Excerpts from a point labeling dataset:

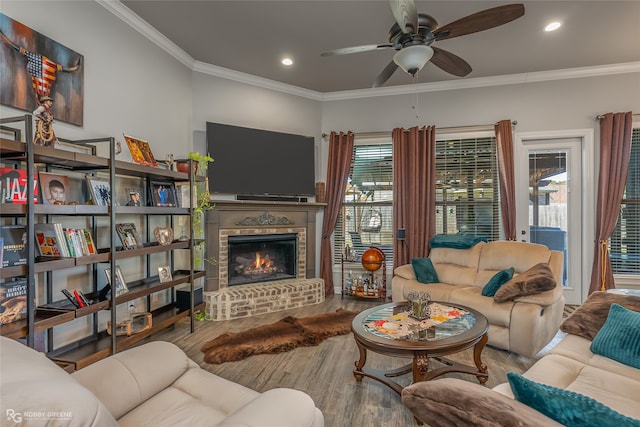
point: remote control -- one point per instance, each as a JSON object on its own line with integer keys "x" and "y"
{"x": 75, "y": 293}
{"x": 71, "y": 298}
{"x": 84, "y": 298}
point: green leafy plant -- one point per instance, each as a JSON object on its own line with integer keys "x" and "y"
{"x": 203, "y": 204}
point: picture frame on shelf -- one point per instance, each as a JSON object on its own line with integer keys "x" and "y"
{"x": 133, "y": 197}
{"x": 120, "y": 285}
{"x": 163, "y": 235}
{"x": 140, "y": 151}
{"x": 129, "y": 236}
{"x": 164, "y": 274}
{"x": 163, "y": 194}
{"x": 100, "y": 190}
{"x": 54, "y": 188}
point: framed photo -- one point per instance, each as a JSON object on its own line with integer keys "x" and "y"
{"x": 121, "y": 285}
{"x": 163, "y": 194}
{"x": 134, "y": 197}
{"x": 163, "y": 235}
{"x": 140, "y": 151}
{"x": 100, "y": 190}
{"x": 164, "y": 273}
{"x": 54, "y": 188}
{"x": 129, "y": 236}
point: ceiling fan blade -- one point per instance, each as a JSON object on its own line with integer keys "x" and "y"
{"x": 356, "y": 49}
{"x": 406, "y": 15}
{"x": 385, "y": 74}
{"x": 449, "y": 62}
{"x": 480, "y": 21}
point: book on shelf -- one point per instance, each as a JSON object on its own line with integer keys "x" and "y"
{"x": 13, "y": 186}
{"x": 13, "y": 300}
{"x": 129, "y": 236}
{"x": 14, "y": 245}
{"x": 49, "y": 240}
{"x": 91, "y": 246}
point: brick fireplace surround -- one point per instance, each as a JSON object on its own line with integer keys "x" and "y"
{"x": 235, "y": 218}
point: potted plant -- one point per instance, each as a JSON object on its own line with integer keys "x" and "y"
{"x": 202, "y": 204}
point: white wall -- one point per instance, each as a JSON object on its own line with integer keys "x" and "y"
{"x": 130, "y": 85}
{"x": 562, "y": 104}
{"x": 133, "y": 86}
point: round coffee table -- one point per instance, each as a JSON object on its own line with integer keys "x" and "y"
{"x": 387, "y": 329}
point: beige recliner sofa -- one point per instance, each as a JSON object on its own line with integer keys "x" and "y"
{"x": 523, "y": 325}
{"x": 155, "y": 384}
{"x": 571, "y": 365}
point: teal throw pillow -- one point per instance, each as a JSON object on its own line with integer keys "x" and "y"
{"x": 566, "y": 407}
{"x": 425, "y": 272}
{"x": 498, "y": 279}
{"x": 619, "y": 337}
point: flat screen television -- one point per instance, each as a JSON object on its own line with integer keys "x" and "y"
{"x": 259, "y": 162}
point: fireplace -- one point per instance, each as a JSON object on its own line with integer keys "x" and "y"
{"x": 278, "y": 237}
{"x": 262, "y": 257}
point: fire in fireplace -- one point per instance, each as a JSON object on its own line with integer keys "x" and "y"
{"x": 262, "y": 257}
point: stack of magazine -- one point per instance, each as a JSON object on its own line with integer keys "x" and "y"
{"x": 54, "y": 240}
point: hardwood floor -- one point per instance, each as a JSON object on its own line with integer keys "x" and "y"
{"x": 325, "y": 371}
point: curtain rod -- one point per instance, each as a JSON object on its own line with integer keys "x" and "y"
{"x": 601, "y": 116}
{"x": 446, "y": 130}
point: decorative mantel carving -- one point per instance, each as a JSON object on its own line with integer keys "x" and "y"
{"x": 264, "y": 220}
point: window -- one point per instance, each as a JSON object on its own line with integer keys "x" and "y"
{"x": 624, "y": 244}
{"x": 467, "y": 196}
{"x": 366, "y": 217}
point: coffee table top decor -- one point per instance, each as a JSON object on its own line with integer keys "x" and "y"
{"x": 397, "y": 323}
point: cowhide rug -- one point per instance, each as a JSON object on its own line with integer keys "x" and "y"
{"x": 283, "y": 335}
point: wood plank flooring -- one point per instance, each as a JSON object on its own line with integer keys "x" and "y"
{"x": 325, "y": 371}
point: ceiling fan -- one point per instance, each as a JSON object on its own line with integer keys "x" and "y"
{"x": 414, "y": 33}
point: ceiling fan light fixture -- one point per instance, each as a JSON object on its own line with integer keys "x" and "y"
{"x": 412, "y": 58}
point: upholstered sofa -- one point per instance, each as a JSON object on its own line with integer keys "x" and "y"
{"x": 569, "y": 385}
{"x": 524, "y": 324}
{"x": 155, "y": 384}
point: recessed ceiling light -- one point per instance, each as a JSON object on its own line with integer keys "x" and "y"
{"x": 552, "y": 26}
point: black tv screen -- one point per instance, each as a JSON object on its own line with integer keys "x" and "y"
{"x": 260, "y": 162}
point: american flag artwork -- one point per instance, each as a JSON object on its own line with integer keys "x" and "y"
{"x": 43, "y": 72}
{"x": 32, "y": 66}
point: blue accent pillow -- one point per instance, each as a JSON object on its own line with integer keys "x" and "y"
{"x": 498, "y": 279}
{"x": 455, "y": 241}
{"x": 425, "y": 272}
{"x": 619, "y": 337}
{"x": 566, "y": 407}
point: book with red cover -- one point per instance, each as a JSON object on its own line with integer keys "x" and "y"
{"x": 13, "y": 186}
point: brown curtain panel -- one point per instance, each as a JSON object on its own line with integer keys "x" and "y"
{"x": 506, "y": 177}
{"x": 615, "y": 150}
{"x": 414, "y": 196}
{"x": 340, "y": 155}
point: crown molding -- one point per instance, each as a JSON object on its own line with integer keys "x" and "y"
{"x": 479, "y": 82}
{"x": 133, "y": 20}
{"x": 226, "y": 73}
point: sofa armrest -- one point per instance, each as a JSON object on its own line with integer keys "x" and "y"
{"x": 137, "y": 373}
{"x": 405, "y": 271}
{"x": 279, "y": 407}
{"x": 450, "y": 402}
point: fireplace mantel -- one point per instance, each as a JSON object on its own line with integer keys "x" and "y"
{"x": 251, "y": 216}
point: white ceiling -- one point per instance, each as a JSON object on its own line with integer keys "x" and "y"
{"x": 253, "y": 36}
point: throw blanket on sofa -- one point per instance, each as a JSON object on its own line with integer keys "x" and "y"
{"x": 455, "y": 241}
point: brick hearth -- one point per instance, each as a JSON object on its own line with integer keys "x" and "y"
{"x": 261, "y": 298}
{"x": 248, "y": 218}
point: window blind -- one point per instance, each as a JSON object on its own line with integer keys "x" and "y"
{"x": 467, "y": 196}
{"x": 366, "y": 218}
{"x": 624, "y": 244}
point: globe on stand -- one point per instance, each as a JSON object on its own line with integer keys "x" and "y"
{"x": 372, "y": 259}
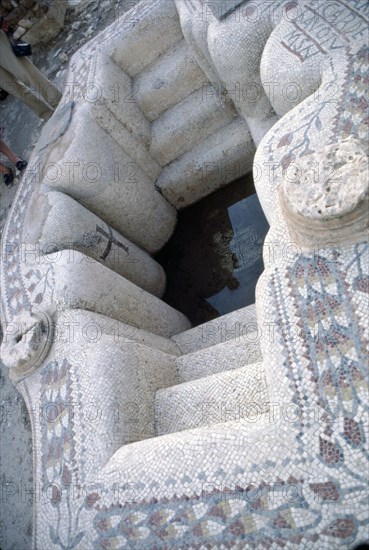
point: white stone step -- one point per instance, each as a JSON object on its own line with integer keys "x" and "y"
{"x": 192, "y": 120}
{"x": 232, "y": 325}
{"x": 171, "y": 78}
{"x": 138, "y": 42}
{"x": 229, "y": 355}
{"x": 232, "y": 395}
{"x": 213, "y": 163}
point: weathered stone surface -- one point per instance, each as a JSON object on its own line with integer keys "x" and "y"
{"x": 219, "y": 159}
{"x": 27, "y": 342}
{"x": 49, "y": 26}
{"x": 221, "y": 484}
{"x": 189, "y": 122}
{"x": 57, "y": 222}
{"x": 171, "y": 78}
{"x": 325, "y": 195}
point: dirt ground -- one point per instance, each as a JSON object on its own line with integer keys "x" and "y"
{"x": 22, "y": 129}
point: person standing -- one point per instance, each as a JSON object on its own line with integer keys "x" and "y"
{"x": 18, "y": 76}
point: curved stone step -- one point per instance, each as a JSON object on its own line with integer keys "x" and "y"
{"x": 89, "y": 165}
{"x": 229, "y": 355}
{"x": 213, "y": 163}
{"x": 192, "y": 120}
{"x": 138, "y": 42}
{"x": 171, "y": 78}
{"x": 232, "y": 395}
{"x": 232, "y": 325}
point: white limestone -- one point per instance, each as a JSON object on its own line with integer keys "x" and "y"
{"x": 57, "y": 222}
{"x": 229, "y": 355}
{"x": 189, "y": 122}
{"x": 230, "y": 395}
{"x": 171, "y": 78}
{"x": 107, "y": 181}
{"x": 234, "y": 325}
{"x": 210, "y": 165}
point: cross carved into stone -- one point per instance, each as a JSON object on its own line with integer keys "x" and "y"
{"x": 111, "y": 240}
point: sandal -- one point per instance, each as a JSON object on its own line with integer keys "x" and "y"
{"x": 8, "y": 178}
{"x": 21, "y": 165}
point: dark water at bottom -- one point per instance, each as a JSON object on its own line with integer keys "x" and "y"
{"x": 214, "y": 258}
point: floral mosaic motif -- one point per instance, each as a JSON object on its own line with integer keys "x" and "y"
{"x": 60, "y": 472}
{"x": 353, "y": 117}
{"x": 231, "y": 517}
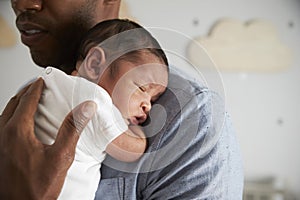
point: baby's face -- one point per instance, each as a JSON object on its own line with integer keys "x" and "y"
{"x": 136, "y": 86}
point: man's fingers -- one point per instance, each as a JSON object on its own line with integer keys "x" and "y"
{"x": 71, "y": 129}
{"x": 11, "y": 106}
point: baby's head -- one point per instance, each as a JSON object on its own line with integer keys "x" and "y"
{"x": 128, "y": 62}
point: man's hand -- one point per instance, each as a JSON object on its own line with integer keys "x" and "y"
{"x": 28, "y": 168}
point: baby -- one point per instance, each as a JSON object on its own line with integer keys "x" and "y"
{"x": 123, "y": 70}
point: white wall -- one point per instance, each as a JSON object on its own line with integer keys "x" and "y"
{"x": 264, "y": 106}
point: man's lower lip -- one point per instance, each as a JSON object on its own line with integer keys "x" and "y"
{"x": 31, "y": 39}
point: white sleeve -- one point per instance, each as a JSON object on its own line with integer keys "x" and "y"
{"x": 62, "y": 93}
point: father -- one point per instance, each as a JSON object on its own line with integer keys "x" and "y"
{"x": 192, "y": 152}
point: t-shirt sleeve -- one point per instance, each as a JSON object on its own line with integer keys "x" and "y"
{"x": 107, "y": 123}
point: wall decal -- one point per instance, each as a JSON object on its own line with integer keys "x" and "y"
{"x": 251, "y": 46}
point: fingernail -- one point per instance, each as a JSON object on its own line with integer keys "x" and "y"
{"x": 88, "y": 109}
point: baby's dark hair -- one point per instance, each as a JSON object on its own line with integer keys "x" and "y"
{"x": 121, "y": 39}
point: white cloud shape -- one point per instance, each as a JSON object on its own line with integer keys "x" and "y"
{"x": 250, "y": 46}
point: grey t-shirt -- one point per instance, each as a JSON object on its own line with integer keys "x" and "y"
{"x": 192, "y": 151}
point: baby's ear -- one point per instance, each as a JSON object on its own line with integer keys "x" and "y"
{"x": 93, "y": 64}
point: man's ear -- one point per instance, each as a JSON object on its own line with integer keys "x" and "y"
{"x": 93, "y": 65}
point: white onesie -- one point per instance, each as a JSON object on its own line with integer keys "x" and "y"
{"x": 61, "y": 94}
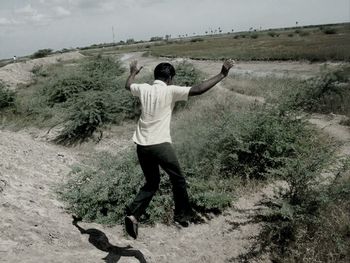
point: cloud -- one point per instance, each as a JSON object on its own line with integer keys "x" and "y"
{"x": 5, "y": 22}
{"x": 28, "y": 14}
{"x": 61, "y": 11}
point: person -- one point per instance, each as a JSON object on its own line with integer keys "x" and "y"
{"x": 153, "y": 140}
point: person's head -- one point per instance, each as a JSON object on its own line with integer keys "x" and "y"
{"x": 164, "y": 72}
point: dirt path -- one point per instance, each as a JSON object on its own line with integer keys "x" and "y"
{"x": 35, "y": 228}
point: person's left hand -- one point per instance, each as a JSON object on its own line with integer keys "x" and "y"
{"x": 133, "y": 68}
{"x": 228, "y": 64}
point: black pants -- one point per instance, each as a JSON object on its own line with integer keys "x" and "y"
{"x": 150, "y": 158}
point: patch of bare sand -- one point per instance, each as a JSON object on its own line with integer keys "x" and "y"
{"x": 21, "y": 72}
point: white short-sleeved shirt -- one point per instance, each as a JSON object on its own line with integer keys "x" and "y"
{"x": 157, "y": 102}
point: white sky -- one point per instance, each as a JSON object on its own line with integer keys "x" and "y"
{"x": 29, "y": 25}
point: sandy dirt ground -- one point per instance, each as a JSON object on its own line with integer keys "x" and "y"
{"x": 21, "y": 72}
{"x": 34, "y": 227}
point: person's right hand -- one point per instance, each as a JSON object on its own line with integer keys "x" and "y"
{"x": 133, "y": 68}
{"x": 228, "y": 64}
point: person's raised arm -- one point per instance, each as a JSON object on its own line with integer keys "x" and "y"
{"x": 208, "y": 84}
{"x": 133, "y": 72}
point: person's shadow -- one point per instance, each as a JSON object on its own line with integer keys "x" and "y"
{"x": 100, "y": 241}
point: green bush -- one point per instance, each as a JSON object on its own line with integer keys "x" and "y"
{"x": 101, "y": 193}
{"x": 272, "y": 34}
{"x": 83, "y": 98}
{"x": 187, "y": 74}
{"x": 325, "y": 94}
{"x": 7, "y": 97}
{"x": 92, "y": 110}
{"x": 197, "y": 39}
{"x": 304, "y": 33}
{"x": 42, "y": 53}
{"x": 314, "y": 227}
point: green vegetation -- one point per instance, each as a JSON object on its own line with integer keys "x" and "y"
{"x": 7, "y": 97}
{"x": 328, "y": 93}
{"x": 309, "y": 45}
{"x": 237, "y": 145}
{"x": 310, "y": 222}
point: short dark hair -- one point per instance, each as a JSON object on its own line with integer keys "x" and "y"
{"x": 164, "y": 71}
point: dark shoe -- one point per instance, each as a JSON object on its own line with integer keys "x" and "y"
{"x": 131, "y": 226}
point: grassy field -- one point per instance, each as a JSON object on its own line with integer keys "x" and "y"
{"x": 316, "y": 43}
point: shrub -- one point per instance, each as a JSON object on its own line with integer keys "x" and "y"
{"x": 38, "y": 71}
{"x": 187, "y": 74}
{"x": 314, "y": 227}
{"x": 259, "y": 142}
{"x": 101, "y": 194}
{"x": 86, "y": 98}
{"x": 92, "y": 110}
{"x": 304, "y": 33}
{"x": 327, "y": 93}
{"x": 197, "y": 39}
{"x": 42, "y": 53}
{"x": 7, "y": 97}
{"x": 329, "y": 31}
{"x": 156, "y": 39}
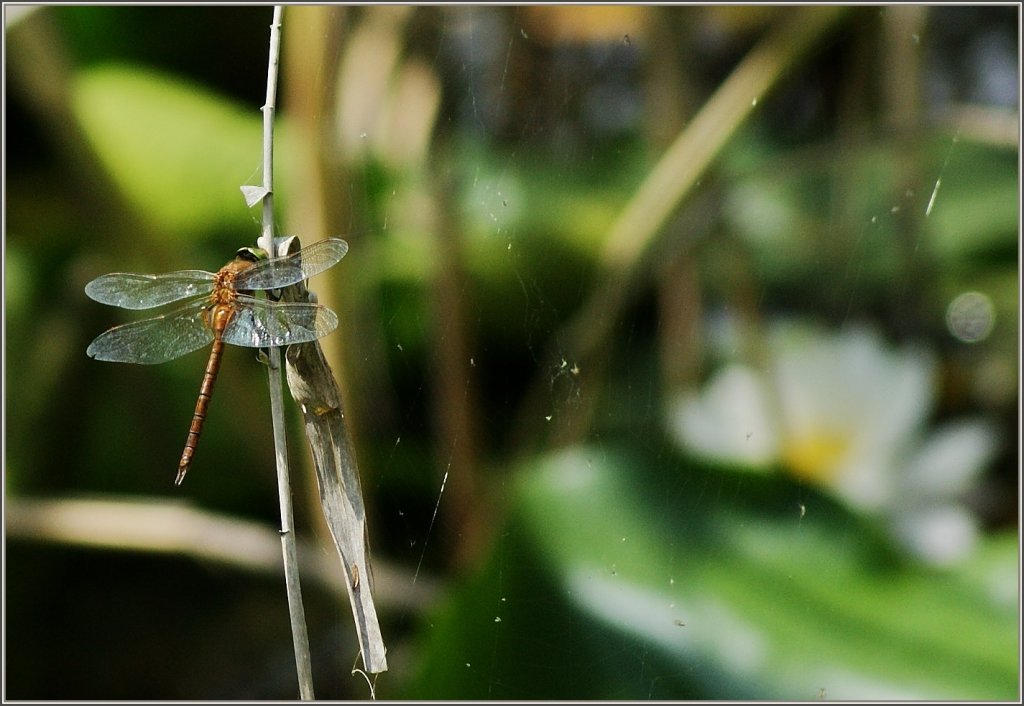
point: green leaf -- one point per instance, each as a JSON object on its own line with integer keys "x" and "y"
{"x": 176, "y": 151}
{"x": 780, "y": 592}
{"x": 626, "y": 576}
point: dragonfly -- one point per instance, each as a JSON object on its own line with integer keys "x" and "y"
{"x": 220, "y": 307}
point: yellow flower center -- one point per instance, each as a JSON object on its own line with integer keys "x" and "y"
{"x": 815, "y": 457}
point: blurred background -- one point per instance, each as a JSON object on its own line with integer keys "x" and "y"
{"x": 679, "y": 349}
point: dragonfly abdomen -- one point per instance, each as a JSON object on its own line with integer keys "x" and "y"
{"x": 219, "y": 316}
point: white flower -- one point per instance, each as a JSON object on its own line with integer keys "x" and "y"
{"x": 848, "y": 414}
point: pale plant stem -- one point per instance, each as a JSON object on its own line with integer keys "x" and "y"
{"x": 300, "y": 638}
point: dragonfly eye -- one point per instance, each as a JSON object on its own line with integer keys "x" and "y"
{"x": 252, "y": 254}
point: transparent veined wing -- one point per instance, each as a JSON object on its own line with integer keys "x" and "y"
{"x": 258, "y": 323}
{"x": 155, "y": 340}
{"x": 282, "y": 272}
{"x": 128, "y": 290}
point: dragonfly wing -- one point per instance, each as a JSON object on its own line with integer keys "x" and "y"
{"x": 282, "y": 272}
{"x": 258, "y": 323}
{"x": 128, "y": 290}
{"x": 155, "y": 340}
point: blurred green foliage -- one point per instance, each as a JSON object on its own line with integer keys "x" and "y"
{"x": 613, "y": 568}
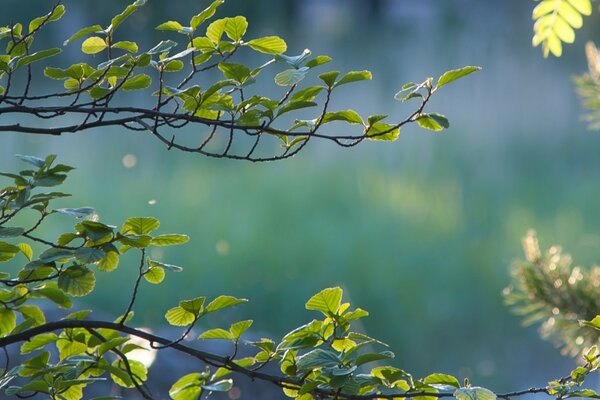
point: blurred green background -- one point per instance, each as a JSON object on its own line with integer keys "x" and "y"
{"x": 420, "y": 232}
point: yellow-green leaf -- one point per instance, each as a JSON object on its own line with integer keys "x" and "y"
{"x": 93, "y": 45}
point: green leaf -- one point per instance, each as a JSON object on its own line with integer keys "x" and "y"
{"x": 177, "y": 316}
{"x": 327, "y": 301}
{"x": 51, "y": 291}
{"x": 295, "y": 105}
{"x": 140, "y": 225}
{"x": 8, "y": 321}
{"x": 52, "y": 16}
{"x": 474, "y": 393}
{"x": 329, "y": 78}
{"x": 236, "y": 27}
{"x": 137, "y": 82}
{"x": 318, "y": 60}
{"x": 34, "y": 313}
{"x": 138, "y": 370}
{"x": 215, "y": 30}
{"x": 306, "y": 94}
{"x": 38, "y": 342}
{"x": 188, "y": 386}
{"x": 83, "y": 32}
{"x": 55, "y": 254}
{"x": 237, "y": 72}
{"x": 268, "y": 45}
{"x": 442, "y": 379}
{"x": 88, "y": 255}
{"x": 162, "y": 47}
{"x": 118, "y": 19}
{"x": 217, "y": 333}
{"x": 454, "y": 74}
{"x": 80, "y": 213}
{"x": 208, "y": 12}
{"x": 433, "y": 121}
{"x": 290, "y": 77}
{"x": 37, "y": 56}
{"x": 194, "y": 305}
{"x": 26, "y": 250}
{"x": 583, "y": 6}
{"x": 222, "y": 302}
{"x": 36, "y": 161}
{"x": 354, "y": 76}
{"x": 317, "y": 358}
{"x": 237, "y": 329}
{"x": 170, "y": 267}
{"x": 169, "y": 240}
{"x": 77, "y": 281}
{"x": 131, "y": 47}
{"x": 221, "y": 386}
{"x": 370, "y": 357}
{"x": 381, "y": 131}
{"x": 349, "y": 116}
{"x": 10, "y": 232}
{"x": 170, "y": 26}
{"x": 173, "y": 66}
{"x": 93, "y": 45}
{"x": 154, "y": 275}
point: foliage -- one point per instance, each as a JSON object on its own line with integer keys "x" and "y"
{"x": 556, "y": 21}
{"x": 324, "y": 358}
{"x": 549, "y": 290}
{"x": 228, "y": 110}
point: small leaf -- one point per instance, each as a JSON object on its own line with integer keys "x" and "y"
{"x": 170, "y": 267}
{"x": 442, "y": 379}
{"x": 195, "y": 306}
{"x": 349, "y": 116}
{"x": 236, "y": 27}
{"x": 155, "y": 275}
{"x": 268, "y": 45}
{"x": 221, "y": 386}
{"x": 237, "y": 329}
{"x": 10, "y": 232}
{"x": 290, "y": 77}
{"x": 208, "y": 12}
{"x": 169, "y": 240}
{"x": 329, "y": 78}
{"x": 432, "y": 121}
{"x": 77, "y": 281}
{"x": 474, "y": 393}
{"x": 170, "y": 26}
{"x": 80, "y": 213}
{"x": 82, "y": 32}
{"x": 177, "y": 316}
{"x": 130, "y": 9}
{"x": 140, "y": 225}
{"x": 137, "y": 82}
{"x": 8, "y": 321}
{"x": 37, "y": 342}
{"x": 327, "y": 301}
{"x": 131, "y": 47}
{"x": 93, "y": 45}
{"x": 452, "y": 75}
{"x": 217, "y": 333}
{"x": 318, "y": 60}
{"x": 223, "y": 302}
{"x": 188, "y": 386}
{"x": 354, "y": 76}
{"x": 26, "y": 250}
{"x": 37, "y": 56}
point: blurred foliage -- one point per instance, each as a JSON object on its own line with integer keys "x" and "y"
{"x": 551, "y": 291}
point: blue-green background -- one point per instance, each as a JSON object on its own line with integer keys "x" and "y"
{"x": 421, "y": 232}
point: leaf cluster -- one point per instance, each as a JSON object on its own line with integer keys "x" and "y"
{"x": 234, "y": 119}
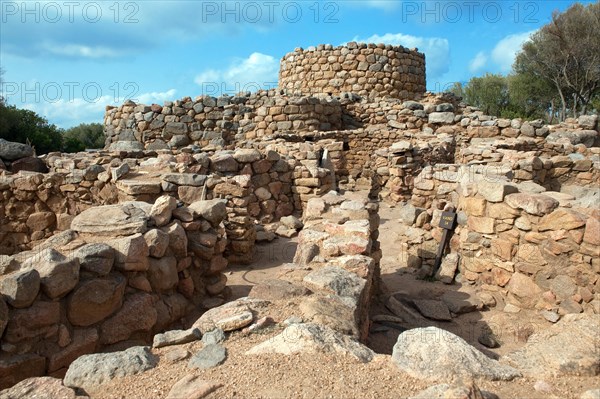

◆ **Exercise requirements**
Select every line in the rows above that contains the string "hand", matching case exactly, and copy each one.

◆ **Right answer**
point: man's hand -- one point per instance, each as a JSON object on its own line with integer keys "x" and "y"
point: person's left hand -- one point per instance, each as a JSON object on its own line with integer keys "x" and "y"
point: person's right hand -- one point per instance, each as a JSON object on its own line with integer keys "x" and "y"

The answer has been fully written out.